| GOAL OF THE EXERCISE |
Locate each line in the entries below that contains the string "shirt", matching case exactly, and copy those lines.
— begin DATA TO USE —
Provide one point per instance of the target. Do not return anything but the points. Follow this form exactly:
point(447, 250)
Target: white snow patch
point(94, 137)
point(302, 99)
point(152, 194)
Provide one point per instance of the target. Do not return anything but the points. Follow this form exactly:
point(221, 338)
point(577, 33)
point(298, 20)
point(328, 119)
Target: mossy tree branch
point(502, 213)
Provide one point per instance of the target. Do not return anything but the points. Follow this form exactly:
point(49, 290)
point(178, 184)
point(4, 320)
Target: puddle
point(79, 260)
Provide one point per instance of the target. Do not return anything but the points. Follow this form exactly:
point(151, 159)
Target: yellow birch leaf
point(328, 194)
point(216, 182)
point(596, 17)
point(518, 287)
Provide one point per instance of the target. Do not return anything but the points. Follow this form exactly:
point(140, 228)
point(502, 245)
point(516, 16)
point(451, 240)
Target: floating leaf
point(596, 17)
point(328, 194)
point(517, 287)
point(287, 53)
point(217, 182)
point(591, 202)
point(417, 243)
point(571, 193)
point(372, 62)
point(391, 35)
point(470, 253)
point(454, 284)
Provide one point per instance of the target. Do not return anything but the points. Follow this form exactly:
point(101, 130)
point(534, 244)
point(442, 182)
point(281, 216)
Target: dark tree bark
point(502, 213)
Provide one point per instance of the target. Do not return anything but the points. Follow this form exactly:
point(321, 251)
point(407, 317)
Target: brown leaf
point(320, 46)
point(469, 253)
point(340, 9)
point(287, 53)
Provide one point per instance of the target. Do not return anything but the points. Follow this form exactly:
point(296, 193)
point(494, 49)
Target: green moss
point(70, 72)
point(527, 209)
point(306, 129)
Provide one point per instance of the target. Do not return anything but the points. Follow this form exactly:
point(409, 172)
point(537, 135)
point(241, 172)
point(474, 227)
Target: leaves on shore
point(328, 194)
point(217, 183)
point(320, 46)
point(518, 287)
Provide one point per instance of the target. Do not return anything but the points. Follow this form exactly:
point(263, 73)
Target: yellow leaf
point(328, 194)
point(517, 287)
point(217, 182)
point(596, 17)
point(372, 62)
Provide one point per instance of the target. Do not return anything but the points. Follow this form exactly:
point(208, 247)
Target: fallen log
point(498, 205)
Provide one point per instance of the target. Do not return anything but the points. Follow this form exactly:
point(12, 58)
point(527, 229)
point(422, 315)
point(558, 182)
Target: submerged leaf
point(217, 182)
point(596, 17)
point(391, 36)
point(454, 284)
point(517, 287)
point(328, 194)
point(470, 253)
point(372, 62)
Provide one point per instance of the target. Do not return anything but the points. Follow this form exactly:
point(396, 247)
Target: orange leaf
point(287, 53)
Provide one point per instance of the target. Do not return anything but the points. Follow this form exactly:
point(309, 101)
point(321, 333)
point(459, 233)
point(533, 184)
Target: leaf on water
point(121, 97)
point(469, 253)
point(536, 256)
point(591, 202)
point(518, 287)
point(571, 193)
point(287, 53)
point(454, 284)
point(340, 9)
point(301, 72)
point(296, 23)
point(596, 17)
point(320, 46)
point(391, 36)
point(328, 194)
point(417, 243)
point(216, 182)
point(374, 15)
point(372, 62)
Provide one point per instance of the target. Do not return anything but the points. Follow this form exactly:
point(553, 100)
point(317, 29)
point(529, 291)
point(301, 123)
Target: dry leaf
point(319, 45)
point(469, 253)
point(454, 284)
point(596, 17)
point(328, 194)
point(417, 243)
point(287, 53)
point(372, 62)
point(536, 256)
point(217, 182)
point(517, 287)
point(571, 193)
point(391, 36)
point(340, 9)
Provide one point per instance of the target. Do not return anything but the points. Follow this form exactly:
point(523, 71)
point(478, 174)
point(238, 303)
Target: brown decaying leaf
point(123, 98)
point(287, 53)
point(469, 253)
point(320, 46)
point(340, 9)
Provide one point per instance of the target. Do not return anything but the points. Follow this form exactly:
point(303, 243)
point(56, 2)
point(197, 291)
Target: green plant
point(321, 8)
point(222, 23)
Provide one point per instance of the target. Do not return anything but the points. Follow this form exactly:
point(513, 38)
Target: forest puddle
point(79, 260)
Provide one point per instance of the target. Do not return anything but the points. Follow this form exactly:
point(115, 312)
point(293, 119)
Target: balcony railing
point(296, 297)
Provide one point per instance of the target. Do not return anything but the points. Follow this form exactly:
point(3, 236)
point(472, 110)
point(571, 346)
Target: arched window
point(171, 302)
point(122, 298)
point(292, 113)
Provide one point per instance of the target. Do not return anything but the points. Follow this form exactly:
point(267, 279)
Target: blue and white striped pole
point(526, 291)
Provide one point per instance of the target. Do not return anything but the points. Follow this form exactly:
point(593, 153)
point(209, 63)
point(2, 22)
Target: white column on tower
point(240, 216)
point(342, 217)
— end DATA TO USE —
— begin DATA TO USE —
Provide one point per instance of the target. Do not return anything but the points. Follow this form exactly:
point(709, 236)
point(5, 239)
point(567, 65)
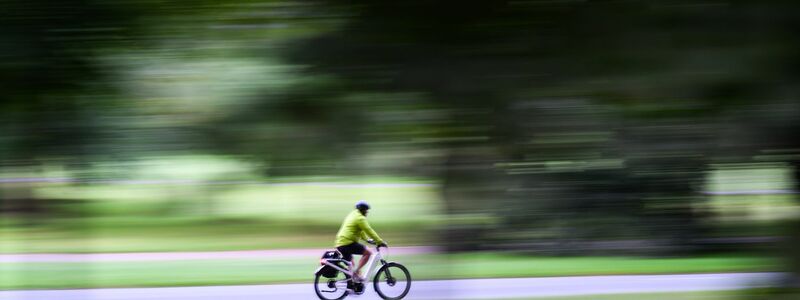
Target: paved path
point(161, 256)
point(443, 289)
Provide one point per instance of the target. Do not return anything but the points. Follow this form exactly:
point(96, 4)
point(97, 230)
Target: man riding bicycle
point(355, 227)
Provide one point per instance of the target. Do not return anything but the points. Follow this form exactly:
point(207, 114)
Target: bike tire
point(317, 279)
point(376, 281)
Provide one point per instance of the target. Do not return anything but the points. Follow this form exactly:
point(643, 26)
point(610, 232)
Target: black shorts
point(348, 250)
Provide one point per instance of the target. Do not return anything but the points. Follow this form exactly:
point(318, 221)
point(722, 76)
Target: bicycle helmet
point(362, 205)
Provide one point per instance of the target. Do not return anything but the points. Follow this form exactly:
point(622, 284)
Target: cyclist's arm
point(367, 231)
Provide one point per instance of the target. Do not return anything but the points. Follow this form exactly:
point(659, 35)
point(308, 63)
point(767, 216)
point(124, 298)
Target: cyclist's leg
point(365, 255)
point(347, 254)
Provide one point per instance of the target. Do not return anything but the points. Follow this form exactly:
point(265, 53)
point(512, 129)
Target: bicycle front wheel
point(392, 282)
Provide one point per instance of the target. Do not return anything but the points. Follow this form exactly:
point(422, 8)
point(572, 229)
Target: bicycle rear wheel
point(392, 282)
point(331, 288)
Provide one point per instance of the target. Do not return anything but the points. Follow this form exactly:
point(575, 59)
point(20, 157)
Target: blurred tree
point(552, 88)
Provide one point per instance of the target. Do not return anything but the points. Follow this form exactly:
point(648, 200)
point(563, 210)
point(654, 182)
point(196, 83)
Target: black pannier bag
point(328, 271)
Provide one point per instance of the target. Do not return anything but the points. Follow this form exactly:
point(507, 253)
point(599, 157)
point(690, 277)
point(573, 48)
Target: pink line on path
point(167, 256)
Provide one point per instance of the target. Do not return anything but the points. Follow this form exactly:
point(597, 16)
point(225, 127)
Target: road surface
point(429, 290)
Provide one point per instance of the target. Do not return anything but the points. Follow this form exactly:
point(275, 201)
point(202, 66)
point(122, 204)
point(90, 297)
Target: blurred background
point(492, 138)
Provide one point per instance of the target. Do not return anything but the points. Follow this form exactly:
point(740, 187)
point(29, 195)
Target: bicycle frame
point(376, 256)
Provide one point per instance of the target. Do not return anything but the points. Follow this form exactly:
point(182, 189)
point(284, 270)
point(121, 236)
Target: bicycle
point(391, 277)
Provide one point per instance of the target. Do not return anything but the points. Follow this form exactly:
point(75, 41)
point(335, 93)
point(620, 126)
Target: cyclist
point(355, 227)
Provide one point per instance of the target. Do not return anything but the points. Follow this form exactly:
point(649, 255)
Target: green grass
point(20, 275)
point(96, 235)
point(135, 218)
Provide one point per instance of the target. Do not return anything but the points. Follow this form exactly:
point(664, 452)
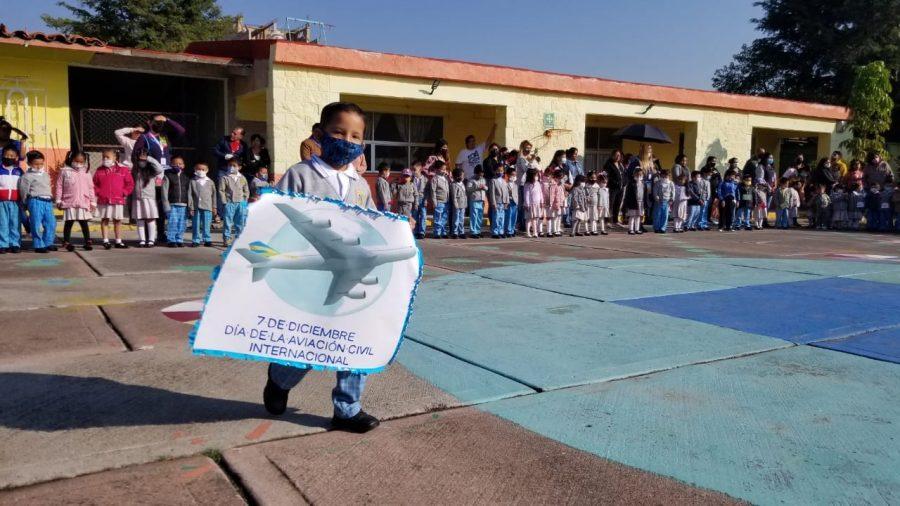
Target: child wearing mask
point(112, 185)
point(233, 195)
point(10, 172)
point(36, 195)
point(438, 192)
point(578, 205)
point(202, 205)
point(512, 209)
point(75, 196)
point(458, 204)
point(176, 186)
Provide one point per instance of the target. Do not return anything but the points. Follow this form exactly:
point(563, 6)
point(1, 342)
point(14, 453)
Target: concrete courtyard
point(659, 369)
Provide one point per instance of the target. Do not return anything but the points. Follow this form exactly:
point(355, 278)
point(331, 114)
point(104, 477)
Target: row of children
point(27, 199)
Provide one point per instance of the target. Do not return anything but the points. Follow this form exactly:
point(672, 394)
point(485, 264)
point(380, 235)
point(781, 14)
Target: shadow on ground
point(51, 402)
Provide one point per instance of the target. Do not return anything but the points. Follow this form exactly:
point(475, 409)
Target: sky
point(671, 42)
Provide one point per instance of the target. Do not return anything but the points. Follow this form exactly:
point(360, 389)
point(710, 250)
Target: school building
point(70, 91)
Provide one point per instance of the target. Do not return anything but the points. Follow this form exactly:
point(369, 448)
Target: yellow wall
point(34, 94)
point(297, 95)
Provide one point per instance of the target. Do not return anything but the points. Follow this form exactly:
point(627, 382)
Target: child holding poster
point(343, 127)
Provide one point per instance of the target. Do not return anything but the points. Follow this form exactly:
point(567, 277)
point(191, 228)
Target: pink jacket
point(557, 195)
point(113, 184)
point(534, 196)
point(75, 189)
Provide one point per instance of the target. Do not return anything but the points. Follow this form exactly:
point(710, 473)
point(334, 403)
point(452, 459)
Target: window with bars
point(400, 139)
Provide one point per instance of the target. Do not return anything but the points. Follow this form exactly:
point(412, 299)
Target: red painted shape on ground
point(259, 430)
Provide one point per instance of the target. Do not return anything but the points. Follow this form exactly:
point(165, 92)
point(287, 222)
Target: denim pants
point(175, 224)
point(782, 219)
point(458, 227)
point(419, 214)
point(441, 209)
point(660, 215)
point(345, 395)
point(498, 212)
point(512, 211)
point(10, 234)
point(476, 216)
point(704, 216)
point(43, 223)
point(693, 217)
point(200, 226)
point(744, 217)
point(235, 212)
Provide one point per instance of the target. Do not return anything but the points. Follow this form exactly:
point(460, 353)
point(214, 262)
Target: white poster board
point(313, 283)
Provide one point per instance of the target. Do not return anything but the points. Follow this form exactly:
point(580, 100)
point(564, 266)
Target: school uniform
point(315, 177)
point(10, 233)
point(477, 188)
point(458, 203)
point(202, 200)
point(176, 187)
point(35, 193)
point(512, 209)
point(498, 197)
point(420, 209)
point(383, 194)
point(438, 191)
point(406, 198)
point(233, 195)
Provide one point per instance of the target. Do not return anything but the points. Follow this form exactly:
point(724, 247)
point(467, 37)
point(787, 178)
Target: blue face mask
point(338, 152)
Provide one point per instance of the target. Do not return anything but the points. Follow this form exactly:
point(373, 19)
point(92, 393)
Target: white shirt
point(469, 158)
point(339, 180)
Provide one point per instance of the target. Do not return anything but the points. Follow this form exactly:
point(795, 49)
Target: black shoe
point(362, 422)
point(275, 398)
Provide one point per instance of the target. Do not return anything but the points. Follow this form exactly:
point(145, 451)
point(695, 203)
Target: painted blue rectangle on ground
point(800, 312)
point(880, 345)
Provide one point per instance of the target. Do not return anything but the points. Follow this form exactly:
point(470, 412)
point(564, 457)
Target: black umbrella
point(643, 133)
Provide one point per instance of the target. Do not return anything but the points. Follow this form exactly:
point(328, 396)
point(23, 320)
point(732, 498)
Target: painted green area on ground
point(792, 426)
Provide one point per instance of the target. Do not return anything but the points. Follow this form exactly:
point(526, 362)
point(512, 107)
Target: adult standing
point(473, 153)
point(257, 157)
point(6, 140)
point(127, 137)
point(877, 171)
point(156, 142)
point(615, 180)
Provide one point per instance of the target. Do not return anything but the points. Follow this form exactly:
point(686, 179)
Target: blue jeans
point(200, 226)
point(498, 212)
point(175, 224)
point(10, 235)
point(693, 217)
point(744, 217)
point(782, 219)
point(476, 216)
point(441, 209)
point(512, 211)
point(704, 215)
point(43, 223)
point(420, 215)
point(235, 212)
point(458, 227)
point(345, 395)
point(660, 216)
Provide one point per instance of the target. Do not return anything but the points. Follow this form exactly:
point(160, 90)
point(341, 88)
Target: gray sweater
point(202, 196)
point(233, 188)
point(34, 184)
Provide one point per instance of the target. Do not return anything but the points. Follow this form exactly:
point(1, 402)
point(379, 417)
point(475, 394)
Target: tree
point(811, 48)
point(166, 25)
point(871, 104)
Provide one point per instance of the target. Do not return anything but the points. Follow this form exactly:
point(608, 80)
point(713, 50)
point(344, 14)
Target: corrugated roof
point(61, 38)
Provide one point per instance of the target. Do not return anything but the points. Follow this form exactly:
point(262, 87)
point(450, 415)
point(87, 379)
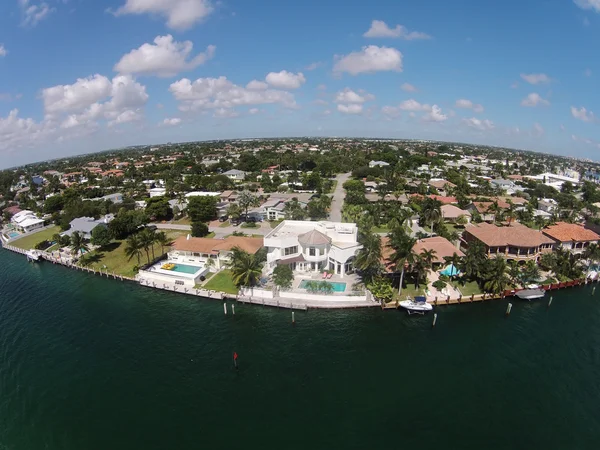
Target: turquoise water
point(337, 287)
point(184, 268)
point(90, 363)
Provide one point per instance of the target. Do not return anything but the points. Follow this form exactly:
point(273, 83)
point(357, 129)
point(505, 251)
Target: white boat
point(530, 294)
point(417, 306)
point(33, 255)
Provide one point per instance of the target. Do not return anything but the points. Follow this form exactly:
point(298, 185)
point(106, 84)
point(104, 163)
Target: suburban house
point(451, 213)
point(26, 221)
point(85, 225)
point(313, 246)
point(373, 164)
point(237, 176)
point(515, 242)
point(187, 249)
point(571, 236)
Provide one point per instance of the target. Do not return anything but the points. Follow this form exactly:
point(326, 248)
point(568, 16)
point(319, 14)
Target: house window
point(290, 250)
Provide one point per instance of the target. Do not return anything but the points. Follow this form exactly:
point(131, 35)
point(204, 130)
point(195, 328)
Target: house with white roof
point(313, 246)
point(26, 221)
— end DATA TO USE —
— begin DATA TO USE —
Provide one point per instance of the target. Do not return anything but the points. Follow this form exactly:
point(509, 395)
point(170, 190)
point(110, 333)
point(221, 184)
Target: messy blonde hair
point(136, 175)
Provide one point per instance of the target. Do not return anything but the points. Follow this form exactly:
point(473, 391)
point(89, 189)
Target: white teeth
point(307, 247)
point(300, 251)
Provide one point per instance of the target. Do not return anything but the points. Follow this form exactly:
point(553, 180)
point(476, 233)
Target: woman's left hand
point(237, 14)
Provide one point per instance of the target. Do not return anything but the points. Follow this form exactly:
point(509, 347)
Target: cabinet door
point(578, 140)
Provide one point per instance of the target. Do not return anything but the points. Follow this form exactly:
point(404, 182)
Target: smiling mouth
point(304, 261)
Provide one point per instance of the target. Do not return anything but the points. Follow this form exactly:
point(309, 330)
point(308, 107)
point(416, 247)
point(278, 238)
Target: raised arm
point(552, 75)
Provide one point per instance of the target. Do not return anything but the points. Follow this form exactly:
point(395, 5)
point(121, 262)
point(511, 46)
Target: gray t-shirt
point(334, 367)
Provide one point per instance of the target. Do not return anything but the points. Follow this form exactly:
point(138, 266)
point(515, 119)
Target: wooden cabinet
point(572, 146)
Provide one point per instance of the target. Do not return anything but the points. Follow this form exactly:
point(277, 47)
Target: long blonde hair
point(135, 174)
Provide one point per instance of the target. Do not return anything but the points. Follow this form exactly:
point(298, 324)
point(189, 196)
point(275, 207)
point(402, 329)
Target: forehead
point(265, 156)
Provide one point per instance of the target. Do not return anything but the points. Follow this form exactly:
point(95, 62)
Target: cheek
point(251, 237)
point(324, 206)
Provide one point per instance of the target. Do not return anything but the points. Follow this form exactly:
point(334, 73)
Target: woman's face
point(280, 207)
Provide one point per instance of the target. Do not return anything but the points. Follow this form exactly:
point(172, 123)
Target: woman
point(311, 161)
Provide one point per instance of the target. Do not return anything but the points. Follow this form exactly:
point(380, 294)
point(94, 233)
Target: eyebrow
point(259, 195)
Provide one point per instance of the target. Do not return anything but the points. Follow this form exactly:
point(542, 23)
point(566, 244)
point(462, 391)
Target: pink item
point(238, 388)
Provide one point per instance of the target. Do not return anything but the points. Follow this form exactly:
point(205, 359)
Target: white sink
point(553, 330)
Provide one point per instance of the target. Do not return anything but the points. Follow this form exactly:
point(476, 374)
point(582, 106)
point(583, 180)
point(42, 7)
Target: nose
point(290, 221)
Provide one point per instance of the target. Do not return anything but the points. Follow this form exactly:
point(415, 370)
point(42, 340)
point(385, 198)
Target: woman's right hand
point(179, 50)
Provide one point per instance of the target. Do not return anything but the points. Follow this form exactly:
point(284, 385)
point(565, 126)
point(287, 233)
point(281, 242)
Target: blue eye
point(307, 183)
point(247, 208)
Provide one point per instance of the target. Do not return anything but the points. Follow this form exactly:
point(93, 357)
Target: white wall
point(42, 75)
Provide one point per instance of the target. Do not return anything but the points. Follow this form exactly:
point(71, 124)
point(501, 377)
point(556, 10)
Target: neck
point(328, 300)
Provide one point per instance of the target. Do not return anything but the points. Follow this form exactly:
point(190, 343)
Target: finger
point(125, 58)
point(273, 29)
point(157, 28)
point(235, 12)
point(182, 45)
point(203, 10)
— end DATA TO USE —
| OUTPUT |
Target: white shirt
Target: gray t-shirt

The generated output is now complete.